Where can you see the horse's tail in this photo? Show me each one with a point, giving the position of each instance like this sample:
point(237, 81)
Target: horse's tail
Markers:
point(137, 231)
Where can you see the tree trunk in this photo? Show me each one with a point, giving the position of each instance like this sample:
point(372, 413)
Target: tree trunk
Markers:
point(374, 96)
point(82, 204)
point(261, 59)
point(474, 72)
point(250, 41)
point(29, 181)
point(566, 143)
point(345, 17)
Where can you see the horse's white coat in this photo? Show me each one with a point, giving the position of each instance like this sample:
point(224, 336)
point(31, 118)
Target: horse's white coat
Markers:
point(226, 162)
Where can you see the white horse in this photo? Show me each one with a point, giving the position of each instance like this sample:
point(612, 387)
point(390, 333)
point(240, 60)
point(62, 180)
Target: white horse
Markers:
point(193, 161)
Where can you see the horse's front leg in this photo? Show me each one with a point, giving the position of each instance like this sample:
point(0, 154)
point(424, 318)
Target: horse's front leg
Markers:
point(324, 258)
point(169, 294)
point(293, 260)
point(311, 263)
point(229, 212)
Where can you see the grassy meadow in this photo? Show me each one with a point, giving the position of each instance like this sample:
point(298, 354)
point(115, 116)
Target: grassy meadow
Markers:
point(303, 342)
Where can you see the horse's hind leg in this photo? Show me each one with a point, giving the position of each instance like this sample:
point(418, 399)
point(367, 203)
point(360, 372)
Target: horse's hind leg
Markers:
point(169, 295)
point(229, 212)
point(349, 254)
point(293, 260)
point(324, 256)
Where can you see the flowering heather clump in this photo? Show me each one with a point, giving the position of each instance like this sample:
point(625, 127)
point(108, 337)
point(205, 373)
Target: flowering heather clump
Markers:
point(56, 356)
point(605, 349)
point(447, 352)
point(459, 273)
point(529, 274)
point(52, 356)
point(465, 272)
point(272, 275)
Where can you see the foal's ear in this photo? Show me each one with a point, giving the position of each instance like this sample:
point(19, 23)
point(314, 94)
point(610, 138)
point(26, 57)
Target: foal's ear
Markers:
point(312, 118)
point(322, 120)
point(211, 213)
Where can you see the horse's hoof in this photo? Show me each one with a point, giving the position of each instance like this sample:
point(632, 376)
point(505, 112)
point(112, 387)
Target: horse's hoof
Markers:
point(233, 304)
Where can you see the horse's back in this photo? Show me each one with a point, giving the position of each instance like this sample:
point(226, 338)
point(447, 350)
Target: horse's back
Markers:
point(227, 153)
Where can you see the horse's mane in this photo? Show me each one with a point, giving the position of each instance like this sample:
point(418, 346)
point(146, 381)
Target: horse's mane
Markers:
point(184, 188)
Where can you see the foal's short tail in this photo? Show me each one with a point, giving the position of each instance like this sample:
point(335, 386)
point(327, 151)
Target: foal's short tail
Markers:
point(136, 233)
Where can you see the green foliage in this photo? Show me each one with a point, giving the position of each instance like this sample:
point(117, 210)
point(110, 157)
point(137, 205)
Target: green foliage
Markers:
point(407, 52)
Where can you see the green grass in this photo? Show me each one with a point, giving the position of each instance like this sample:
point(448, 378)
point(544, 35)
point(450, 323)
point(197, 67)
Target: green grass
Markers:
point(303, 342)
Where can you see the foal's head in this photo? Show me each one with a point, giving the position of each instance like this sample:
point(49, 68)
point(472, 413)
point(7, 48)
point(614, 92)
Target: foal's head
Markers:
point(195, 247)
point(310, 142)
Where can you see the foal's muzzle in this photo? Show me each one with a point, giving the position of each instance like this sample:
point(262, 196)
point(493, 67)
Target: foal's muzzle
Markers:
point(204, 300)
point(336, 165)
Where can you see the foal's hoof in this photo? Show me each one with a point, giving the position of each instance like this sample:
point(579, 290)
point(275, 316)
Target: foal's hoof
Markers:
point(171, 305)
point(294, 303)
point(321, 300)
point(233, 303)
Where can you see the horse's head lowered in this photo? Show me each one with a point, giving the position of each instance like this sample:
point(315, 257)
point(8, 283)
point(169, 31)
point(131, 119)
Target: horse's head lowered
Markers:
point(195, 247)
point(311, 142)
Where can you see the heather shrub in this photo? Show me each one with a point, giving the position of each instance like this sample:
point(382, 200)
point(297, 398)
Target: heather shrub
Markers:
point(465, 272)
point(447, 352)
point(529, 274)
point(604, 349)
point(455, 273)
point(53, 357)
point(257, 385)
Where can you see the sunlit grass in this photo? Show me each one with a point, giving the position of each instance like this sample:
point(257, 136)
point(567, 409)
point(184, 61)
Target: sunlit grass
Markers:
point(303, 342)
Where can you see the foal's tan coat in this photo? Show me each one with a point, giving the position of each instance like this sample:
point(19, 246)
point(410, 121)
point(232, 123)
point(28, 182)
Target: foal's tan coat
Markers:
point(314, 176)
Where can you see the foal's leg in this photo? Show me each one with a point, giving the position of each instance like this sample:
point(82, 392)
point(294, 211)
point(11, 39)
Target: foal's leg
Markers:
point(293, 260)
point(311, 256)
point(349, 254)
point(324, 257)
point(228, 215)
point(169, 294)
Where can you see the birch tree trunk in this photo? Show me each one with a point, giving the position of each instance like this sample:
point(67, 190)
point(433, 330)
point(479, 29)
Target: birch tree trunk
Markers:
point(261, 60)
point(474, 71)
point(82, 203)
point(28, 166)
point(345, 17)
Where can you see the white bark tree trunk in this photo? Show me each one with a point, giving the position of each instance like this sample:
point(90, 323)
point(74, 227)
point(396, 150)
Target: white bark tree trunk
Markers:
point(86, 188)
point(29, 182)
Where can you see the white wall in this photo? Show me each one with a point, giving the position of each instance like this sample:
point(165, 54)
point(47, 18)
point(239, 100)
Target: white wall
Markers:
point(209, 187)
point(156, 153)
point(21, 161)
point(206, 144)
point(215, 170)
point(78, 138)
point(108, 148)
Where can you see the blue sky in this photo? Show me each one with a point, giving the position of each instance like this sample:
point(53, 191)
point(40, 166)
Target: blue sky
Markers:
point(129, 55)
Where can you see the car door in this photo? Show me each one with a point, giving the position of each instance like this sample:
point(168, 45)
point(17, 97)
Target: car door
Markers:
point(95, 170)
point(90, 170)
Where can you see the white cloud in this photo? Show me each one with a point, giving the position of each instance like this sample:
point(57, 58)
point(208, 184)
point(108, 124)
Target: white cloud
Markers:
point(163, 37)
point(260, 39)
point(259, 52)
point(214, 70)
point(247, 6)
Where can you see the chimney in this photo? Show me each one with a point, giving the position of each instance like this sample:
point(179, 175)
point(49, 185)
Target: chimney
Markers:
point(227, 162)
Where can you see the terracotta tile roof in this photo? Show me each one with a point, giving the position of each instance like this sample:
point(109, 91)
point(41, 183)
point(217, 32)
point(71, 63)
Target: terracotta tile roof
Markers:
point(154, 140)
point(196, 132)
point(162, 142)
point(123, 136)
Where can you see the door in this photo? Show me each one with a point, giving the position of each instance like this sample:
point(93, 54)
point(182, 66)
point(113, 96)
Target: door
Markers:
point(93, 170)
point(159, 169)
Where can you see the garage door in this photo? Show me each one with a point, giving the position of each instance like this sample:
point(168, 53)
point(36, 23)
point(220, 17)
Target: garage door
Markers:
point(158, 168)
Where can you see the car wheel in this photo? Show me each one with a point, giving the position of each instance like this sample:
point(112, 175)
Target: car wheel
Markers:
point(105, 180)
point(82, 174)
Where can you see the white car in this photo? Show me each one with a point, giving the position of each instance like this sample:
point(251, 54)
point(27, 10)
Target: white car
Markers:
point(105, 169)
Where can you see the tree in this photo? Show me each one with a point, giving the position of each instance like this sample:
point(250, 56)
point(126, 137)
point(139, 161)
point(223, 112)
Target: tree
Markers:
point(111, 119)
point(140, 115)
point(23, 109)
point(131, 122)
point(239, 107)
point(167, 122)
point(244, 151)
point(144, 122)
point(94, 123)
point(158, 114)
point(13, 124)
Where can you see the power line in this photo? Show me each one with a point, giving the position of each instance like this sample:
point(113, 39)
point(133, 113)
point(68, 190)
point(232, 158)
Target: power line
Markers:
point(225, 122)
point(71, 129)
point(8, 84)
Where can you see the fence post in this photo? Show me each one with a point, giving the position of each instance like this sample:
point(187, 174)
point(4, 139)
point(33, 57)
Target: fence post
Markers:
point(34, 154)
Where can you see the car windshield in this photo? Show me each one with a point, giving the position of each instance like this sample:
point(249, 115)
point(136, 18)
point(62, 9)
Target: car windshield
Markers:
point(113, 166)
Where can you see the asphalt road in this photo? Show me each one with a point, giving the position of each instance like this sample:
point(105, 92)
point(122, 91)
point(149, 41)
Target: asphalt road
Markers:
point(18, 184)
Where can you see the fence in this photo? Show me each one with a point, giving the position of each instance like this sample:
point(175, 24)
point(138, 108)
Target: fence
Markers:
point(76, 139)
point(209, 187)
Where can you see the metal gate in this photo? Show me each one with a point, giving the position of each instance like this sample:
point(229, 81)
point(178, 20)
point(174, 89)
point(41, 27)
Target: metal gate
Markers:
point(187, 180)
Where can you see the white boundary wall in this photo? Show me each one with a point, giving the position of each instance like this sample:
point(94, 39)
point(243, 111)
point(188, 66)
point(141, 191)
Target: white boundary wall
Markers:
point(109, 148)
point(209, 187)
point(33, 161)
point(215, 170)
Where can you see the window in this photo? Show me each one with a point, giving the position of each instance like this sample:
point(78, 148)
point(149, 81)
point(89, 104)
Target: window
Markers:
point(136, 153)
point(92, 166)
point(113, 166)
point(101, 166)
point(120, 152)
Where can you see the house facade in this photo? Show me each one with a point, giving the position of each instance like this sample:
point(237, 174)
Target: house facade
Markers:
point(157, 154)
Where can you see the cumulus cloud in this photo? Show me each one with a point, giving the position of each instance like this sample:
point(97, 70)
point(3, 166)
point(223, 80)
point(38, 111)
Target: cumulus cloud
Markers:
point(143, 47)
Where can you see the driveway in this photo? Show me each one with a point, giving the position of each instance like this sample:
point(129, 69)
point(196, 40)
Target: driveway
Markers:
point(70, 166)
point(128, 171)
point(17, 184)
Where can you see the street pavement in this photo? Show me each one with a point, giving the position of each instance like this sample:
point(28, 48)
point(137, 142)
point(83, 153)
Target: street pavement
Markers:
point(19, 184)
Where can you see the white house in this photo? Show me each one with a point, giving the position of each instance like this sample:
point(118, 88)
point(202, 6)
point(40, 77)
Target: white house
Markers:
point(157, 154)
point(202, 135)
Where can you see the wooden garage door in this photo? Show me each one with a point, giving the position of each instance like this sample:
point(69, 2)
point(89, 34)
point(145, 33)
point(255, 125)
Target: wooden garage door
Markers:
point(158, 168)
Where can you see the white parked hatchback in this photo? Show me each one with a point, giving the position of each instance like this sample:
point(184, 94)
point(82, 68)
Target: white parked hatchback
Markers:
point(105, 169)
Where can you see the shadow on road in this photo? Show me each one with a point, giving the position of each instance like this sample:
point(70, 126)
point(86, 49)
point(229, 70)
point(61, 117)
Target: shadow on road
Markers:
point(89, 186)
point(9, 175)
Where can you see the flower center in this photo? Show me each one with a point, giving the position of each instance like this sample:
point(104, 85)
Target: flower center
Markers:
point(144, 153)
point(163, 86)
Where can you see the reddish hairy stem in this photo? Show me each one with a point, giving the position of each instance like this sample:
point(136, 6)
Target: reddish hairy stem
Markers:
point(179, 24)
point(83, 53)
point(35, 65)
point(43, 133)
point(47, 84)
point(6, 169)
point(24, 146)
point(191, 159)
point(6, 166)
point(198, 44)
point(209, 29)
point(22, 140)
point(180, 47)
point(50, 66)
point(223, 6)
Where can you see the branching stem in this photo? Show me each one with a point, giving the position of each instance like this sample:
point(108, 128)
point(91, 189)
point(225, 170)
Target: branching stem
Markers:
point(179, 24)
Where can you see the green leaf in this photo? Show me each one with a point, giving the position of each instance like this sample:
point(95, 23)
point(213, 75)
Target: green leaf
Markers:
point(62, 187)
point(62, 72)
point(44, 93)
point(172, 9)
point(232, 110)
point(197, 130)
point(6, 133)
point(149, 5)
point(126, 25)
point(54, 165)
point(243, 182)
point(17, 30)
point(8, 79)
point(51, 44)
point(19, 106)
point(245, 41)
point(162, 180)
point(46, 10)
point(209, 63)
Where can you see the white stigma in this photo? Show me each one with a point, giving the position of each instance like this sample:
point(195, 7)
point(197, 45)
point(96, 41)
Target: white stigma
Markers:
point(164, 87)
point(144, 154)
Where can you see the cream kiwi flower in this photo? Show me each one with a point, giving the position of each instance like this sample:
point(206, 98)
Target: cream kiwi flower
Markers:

## Directions for this task
What lines of the material above include "street"? Copy each one.

## Written solution
Where can you see the street pavement in this photo? Show me each one with a point, giving the position of each instance like this sample:
Target: street pavement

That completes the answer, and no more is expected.